→ Records to process:
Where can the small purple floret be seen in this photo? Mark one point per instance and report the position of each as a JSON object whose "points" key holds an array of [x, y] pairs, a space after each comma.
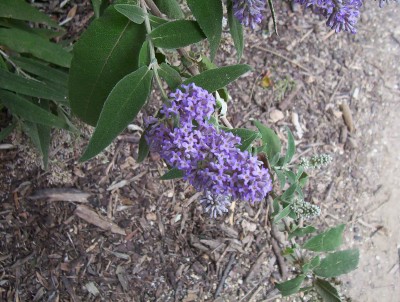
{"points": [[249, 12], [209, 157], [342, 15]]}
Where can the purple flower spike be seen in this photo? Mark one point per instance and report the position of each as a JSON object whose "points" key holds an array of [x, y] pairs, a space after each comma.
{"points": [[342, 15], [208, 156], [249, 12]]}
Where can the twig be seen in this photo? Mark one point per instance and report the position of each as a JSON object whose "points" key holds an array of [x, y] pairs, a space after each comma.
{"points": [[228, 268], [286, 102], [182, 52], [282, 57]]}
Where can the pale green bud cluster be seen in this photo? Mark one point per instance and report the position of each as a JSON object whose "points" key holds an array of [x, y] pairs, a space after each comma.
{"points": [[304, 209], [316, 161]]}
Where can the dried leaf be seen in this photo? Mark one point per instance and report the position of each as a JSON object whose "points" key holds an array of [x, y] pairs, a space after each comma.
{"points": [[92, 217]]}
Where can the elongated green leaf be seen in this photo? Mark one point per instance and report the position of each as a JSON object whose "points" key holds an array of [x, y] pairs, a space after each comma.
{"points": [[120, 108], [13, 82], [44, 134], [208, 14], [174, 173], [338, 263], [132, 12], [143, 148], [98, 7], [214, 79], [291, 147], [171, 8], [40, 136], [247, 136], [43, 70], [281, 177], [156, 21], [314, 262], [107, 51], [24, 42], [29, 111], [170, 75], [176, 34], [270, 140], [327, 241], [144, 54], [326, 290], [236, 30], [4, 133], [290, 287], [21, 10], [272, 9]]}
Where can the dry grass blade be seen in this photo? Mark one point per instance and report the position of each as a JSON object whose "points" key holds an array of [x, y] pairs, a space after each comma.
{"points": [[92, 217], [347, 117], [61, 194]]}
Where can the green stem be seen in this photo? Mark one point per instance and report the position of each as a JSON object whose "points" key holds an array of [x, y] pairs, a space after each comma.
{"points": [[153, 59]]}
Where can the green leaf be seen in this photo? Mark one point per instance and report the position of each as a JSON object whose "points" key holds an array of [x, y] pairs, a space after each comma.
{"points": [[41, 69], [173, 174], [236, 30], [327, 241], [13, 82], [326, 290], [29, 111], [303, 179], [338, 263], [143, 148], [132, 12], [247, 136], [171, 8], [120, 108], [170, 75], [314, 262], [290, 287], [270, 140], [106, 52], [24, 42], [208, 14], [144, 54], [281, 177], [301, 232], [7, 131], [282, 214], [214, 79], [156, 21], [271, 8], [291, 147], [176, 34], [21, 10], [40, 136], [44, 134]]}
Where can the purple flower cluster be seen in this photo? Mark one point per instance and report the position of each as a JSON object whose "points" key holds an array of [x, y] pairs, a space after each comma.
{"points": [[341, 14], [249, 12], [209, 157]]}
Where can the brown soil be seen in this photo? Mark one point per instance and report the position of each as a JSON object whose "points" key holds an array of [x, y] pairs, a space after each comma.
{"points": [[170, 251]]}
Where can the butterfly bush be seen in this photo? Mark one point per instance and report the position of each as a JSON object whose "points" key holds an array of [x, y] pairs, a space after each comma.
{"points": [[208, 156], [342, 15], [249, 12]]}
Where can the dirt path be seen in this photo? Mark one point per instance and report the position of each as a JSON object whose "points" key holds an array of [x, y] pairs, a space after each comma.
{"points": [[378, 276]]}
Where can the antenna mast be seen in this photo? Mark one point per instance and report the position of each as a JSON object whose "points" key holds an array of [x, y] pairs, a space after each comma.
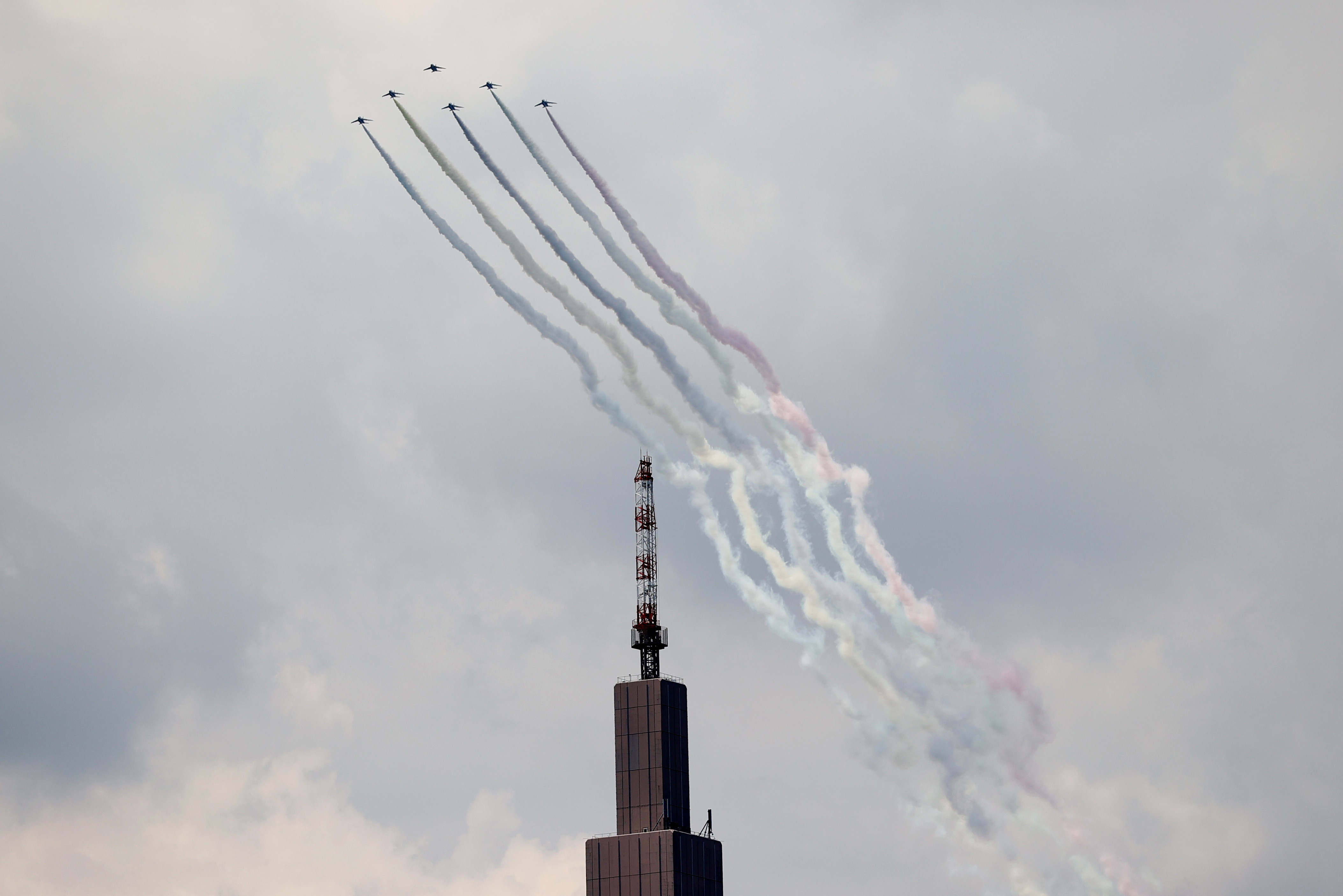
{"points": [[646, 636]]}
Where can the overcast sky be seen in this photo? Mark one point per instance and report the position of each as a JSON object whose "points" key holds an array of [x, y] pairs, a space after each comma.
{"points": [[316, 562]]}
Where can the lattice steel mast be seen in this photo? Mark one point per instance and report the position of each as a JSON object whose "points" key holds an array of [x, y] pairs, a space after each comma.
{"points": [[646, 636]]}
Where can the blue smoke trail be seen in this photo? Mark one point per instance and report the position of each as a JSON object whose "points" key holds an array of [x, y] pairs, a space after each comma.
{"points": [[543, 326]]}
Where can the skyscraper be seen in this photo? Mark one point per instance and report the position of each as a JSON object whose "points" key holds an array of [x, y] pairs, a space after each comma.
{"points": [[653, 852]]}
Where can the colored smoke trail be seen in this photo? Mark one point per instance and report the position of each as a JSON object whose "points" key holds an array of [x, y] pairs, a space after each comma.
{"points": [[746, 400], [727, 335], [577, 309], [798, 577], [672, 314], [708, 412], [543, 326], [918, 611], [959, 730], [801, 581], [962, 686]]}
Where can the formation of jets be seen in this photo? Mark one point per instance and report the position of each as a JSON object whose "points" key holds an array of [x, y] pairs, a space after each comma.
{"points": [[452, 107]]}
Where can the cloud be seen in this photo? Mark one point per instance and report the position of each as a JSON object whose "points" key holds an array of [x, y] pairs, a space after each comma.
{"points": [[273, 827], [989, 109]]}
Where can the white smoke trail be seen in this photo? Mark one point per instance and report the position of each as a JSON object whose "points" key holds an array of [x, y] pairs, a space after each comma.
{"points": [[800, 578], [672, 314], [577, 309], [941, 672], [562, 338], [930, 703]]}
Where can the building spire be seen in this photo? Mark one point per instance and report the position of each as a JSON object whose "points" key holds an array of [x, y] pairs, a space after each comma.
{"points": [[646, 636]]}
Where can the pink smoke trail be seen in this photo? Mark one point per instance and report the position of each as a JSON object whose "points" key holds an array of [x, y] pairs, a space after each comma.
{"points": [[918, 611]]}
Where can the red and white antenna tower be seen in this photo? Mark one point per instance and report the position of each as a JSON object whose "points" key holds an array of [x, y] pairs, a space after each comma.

--

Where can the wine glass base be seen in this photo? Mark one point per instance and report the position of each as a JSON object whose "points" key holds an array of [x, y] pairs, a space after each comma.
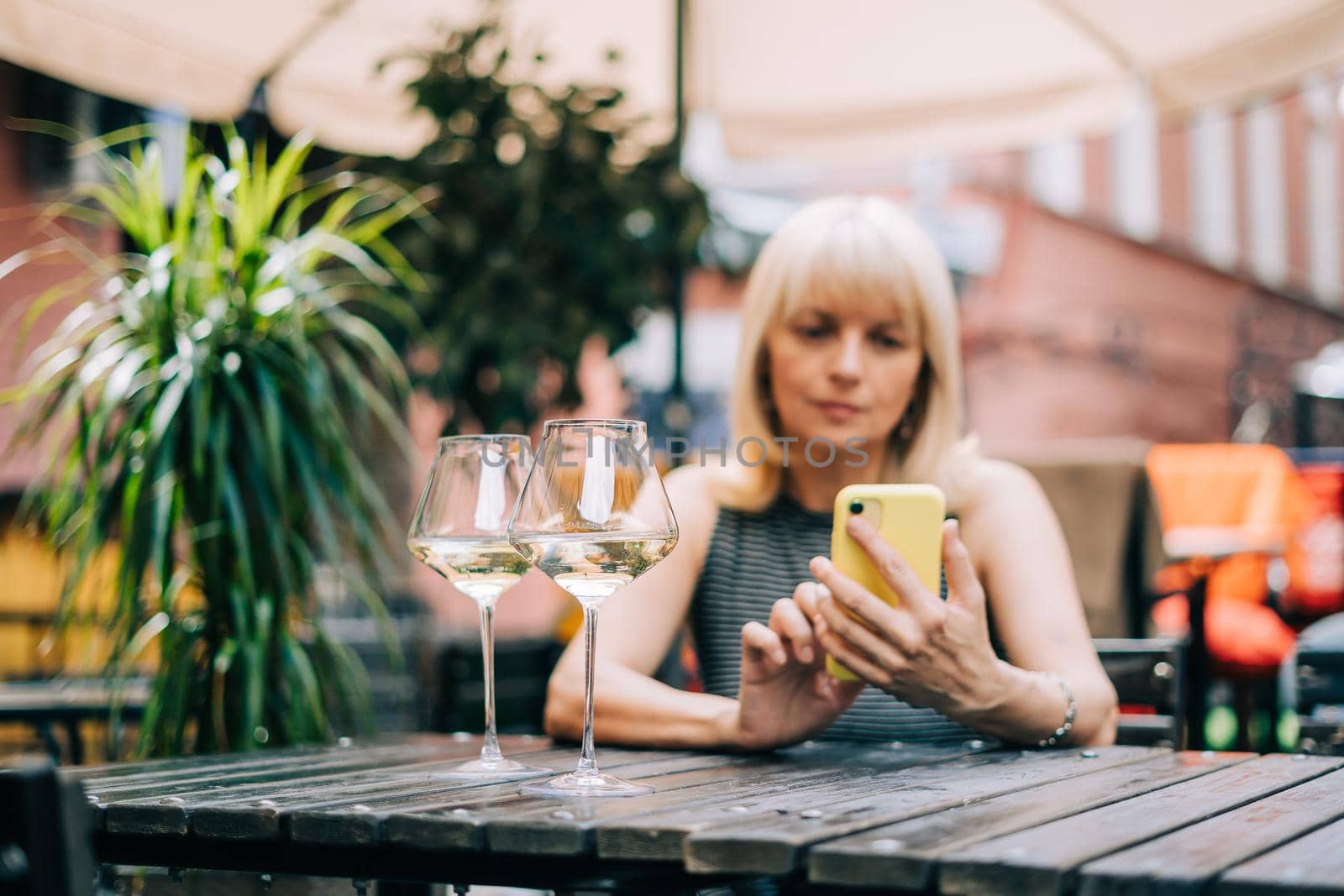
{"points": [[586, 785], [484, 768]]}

* * *

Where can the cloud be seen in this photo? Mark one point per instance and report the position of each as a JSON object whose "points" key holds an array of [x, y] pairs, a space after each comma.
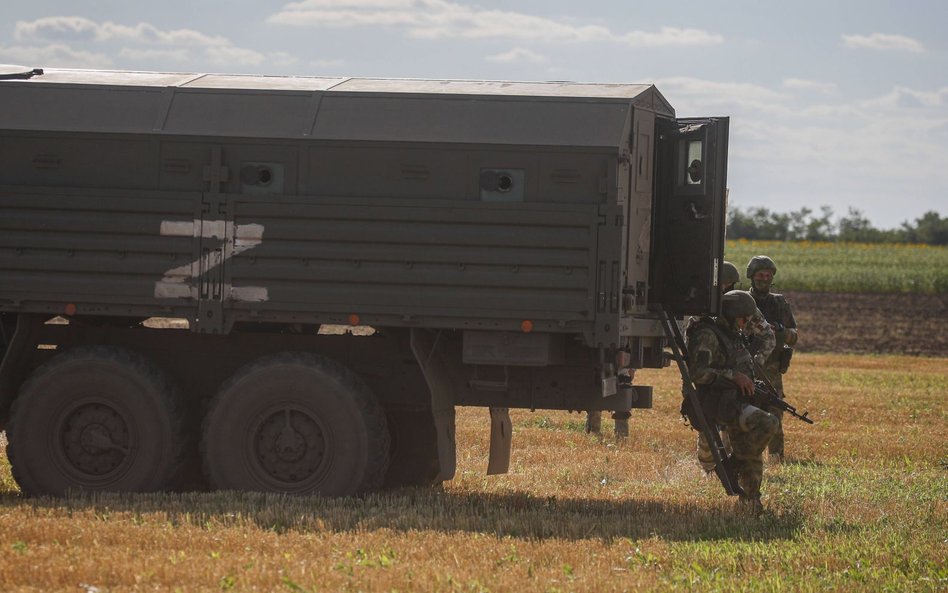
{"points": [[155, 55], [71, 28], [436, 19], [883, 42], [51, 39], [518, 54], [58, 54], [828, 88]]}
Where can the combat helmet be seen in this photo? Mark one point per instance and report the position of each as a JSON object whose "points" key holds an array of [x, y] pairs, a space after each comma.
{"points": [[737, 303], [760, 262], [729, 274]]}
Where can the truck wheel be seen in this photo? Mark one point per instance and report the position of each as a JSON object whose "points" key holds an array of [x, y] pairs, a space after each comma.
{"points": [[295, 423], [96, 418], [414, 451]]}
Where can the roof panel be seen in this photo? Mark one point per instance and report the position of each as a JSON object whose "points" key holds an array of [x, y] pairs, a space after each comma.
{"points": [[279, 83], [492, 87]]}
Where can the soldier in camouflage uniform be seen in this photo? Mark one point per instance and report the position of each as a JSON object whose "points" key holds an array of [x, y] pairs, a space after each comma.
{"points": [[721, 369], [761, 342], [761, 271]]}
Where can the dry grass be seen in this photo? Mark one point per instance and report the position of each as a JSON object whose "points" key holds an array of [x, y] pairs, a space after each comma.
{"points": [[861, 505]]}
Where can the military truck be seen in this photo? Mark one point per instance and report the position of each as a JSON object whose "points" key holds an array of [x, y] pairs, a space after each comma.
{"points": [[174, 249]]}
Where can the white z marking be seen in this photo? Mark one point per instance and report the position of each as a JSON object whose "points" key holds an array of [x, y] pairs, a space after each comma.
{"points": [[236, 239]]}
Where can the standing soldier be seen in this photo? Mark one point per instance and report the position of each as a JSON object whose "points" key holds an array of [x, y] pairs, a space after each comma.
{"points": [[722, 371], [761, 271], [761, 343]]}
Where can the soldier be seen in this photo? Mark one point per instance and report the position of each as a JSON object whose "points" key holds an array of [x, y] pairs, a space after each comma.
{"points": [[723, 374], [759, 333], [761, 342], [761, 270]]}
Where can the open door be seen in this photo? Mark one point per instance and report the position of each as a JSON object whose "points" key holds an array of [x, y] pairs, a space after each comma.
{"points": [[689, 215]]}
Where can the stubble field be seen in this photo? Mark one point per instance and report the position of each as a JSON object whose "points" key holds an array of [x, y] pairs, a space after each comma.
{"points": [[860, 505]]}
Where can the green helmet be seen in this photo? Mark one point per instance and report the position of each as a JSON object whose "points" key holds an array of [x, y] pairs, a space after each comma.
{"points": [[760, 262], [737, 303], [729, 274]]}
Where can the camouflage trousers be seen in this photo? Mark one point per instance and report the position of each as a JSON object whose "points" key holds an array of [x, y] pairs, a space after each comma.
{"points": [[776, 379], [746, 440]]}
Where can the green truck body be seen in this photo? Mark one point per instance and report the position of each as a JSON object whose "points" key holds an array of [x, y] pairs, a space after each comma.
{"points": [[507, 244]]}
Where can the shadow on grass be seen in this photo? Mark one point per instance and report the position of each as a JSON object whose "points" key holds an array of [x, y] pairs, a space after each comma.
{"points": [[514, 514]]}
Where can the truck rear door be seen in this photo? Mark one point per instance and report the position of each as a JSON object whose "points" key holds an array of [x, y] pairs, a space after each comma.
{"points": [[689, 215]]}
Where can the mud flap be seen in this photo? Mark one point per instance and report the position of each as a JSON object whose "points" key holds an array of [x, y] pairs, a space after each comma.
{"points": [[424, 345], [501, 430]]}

→ Problem details: Return each line of the rows above that contains the word "flower".

→ Solution below:
Where can the purple flower spike be seen in this photo? Mark one point per instance and report the position of each as a JSON object whose "points" key holds an array of [x, y] pairs, a space after each comma.
Where can the purple flower cluster be seen in this photo? Mark one point per instance and report the position of each as a JSON object whose "points" key holds an array of [x, y] pairs, a space after each comma.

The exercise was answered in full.